[[ DATA RECORDS, beginning ]]

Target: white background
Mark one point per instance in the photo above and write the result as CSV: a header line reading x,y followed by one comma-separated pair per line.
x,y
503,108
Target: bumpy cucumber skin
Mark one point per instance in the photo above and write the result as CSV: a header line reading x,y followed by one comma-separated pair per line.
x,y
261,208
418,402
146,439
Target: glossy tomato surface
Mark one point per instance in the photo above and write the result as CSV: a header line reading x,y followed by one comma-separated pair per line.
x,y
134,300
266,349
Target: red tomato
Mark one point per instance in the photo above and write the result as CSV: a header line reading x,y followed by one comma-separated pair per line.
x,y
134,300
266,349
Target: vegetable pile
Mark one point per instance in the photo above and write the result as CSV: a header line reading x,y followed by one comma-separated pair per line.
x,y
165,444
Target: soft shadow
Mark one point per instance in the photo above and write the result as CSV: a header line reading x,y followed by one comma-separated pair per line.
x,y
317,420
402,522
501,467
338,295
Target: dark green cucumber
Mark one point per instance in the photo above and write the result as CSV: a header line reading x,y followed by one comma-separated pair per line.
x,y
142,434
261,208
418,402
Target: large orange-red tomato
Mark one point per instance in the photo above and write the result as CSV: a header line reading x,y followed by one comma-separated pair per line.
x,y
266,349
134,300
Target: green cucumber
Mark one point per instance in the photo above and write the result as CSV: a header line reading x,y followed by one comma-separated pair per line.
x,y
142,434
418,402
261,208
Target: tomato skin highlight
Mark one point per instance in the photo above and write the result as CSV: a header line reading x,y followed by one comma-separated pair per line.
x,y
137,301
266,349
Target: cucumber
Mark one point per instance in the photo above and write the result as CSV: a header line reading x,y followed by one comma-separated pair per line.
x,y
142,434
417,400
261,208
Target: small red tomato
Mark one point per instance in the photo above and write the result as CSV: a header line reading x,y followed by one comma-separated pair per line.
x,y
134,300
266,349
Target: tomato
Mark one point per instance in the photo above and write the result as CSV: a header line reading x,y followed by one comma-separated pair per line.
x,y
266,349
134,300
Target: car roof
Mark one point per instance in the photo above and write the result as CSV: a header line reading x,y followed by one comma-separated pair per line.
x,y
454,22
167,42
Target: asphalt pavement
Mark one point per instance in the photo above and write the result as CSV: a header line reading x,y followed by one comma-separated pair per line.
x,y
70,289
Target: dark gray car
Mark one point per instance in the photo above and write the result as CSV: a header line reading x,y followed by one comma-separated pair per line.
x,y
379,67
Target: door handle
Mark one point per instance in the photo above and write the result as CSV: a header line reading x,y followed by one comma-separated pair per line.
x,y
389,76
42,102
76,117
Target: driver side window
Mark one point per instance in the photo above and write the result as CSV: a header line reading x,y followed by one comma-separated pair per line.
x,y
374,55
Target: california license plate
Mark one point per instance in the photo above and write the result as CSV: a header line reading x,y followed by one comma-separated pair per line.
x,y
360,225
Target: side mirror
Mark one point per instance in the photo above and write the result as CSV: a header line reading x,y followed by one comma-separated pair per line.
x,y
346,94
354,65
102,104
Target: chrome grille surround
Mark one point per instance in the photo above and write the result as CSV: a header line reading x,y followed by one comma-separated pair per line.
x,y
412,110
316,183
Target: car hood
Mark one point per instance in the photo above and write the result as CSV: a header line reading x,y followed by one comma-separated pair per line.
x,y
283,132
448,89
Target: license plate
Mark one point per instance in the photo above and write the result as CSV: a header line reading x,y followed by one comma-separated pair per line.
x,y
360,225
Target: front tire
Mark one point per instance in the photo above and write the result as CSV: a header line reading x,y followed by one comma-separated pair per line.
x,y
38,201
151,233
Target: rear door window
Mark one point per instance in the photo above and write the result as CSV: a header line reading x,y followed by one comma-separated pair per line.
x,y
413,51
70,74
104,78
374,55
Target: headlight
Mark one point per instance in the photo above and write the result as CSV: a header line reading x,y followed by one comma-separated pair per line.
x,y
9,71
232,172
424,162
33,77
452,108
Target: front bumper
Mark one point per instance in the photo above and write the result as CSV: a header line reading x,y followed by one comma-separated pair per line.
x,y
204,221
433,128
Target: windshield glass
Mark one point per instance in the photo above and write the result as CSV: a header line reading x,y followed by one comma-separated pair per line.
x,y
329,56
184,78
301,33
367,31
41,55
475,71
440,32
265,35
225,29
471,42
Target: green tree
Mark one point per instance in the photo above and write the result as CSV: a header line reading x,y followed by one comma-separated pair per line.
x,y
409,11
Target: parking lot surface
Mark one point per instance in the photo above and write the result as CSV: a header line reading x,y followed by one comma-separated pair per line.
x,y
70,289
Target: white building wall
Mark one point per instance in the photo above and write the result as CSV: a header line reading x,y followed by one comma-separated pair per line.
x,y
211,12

[[ DATA RECORDS, end ]]

*YOUR OBJECTIVE:* Please set down exactly the lines running from the one with "Target: front bumper" to the last line of the entries above, both of them included, and no others.

*PROBLEM SOLUTION:*
Target: front bumper
Mark one point per instance in the photo above and write the result as CSV: a header line reading x,y followed by one comma-separated pair per line.
x,y
204,221
433,128
Target: windshield glass
Mark one point per instance in the photo above and write the result as CSV: a header line reading x,y followed by one comma-separated pair per line.
x,y
329,56
184,78
301,33
367,31
41,55
475,71
440,32
265,35
225,29
471,42
Target: green tree
Mark one point per instance in the photo above and write the result as CSV: a header line reading x,y followed by one comma-separated pair per line.
x,y
409,11
Target: parking lot surface
Mark one point per instance in the photo above and write the result as CSV: a header line reading x,y followed by one comma-separated pair per line.
x,y
70,289
Target: white building wall
Mark one point per instance in the photo above and write the result as CSV: a header line reading x,y followed by one comma-separated pair per line.
x,y
211,12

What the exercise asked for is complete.